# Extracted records
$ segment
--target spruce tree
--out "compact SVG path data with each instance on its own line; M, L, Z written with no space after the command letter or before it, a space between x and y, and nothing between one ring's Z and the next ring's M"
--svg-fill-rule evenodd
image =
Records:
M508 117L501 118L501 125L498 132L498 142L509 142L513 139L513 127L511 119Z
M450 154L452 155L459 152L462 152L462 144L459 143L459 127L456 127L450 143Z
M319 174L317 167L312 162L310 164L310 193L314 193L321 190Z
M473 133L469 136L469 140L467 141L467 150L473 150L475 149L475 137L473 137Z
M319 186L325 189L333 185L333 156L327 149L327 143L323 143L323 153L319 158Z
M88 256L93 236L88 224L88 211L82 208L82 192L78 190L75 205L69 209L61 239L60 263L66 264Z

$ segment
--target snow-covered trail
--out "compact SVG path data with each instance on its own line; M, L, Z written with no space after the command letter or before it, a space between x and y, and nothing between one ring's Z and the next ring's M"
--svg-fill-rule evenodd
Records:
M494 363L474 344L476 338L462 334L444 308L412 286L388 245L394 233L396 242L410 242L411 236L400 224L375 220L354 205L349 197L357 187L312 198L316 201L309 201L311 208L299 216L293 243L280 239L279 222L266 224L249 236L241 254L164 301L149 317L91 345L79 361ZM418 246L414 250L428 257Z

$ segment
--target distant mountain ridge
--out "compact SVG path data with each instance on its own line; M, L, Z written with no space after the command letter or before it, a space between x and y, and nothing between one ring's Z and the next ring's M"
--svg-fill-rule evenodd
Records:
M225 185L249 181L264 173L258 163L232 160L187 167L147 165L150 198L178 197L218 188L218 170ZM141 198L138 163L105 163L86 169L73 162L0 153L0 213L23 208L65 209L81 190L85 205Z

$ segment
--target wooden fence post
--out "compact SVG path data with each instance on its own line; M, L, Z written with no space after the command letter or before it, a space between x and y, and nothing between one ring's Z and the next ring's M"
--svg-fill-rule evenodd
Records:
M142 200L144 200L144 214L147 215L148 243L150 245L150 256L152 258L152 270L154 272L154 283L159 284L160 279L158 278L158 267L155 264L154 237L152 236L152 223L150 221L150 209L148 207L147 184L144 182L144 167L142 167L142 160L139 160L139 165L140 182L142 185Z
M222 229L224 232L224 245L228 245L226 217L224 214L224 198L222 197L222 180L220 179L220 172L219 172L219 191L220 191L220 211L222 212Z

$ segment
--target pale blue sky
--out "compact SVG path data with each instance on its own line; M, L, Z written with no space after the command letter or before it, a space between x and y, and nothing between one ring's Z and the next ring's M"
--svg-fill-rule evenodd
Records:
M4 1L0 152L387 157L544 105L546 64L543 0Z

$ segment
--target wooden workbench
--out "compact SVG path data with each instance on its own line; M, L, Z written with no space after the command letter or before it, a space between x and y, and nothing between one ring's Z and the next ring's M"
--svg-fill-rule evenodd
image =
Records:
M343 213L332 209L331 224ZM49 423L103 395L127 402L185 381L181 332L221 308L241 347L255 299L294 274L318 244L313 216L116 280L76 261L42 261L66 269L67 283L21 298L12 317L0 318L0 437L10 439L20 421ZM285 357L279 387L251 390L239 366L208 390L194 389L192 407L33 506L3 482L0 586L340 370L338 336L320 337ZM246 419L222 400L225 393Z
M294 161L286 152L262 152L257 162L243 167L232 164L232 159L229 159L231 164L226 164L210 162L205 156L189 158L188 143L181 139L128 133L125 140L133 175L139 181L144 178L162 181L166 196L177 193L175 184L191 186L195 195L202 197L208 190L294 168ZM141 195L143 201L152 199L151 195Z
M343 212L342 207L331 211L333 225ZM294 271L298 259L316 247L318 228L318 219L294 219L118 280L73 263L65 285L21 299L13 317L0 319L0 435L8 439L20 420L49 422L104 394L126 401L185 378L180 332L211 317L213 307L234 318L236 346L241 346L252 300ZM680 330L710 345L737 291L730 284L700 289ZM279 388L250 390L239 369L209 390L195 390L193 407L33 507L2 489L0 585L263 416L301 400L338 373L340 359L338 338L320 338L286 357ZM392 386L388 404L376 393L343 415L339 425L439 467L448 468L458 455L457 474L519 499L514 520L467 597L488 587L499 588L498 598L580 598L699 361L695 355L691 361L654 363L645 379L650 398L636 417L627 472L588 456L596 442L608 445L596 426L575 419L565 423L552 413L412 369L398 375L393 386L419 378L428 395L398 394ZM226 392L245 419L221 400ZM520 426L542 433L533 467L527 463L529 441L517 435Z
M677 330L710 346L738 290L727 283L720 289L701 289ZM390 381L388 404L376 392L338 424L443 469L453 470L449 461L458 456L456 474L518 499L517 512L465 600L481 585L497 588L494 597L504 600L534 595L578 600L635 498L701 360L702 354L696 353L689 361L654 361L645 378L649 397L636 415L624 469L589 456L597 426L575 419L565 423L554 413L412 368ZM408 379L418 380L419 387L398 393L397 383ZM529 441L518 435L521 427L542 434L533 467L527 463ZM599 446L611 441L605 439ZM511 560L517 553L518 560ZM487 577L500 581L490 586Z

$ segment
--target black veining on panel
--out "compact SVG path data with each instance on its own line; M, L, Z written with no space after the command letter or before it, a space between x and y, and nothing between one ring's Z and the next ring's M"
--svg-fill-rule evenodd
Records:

# WHAT YOU ARE ASKED TO DO
Output the records verbatim, starting at their first line and stopping after the line that contains "M88 256L93 236L88".

# CORRECT ANSWER
$ segment
--target spruce tree
--out "compact SVG path data with each instance on its own line; M, L, Z written with no space after the command letter or before it, a space between x and y, and nothing between one ring's Z and the next ring's M"
--svg-fill-rule evenodd
image =
Records:
M508 117L501 118L501 125L498 132L498 142L509 142L513 139L513 127L511 119Z
M450 154L452 155L459 152L462 152L462 144L459 143L459 127L456 127L450 143Z
M319 174L317 167L312 162L310 164L310 193L314 193L321 190Z
M473 133L469 136L469 140L467 141L467 150L473 150L475 149L475 137L473 137Z
M319 186L325 189L333 185L333 156L327 149L327 143L323 143L323 153L319 158Z
M88 256L93 236L88 224L88 211L82 208L82 192L78 190L75 205L69 209L61 239L60 263L66 264Z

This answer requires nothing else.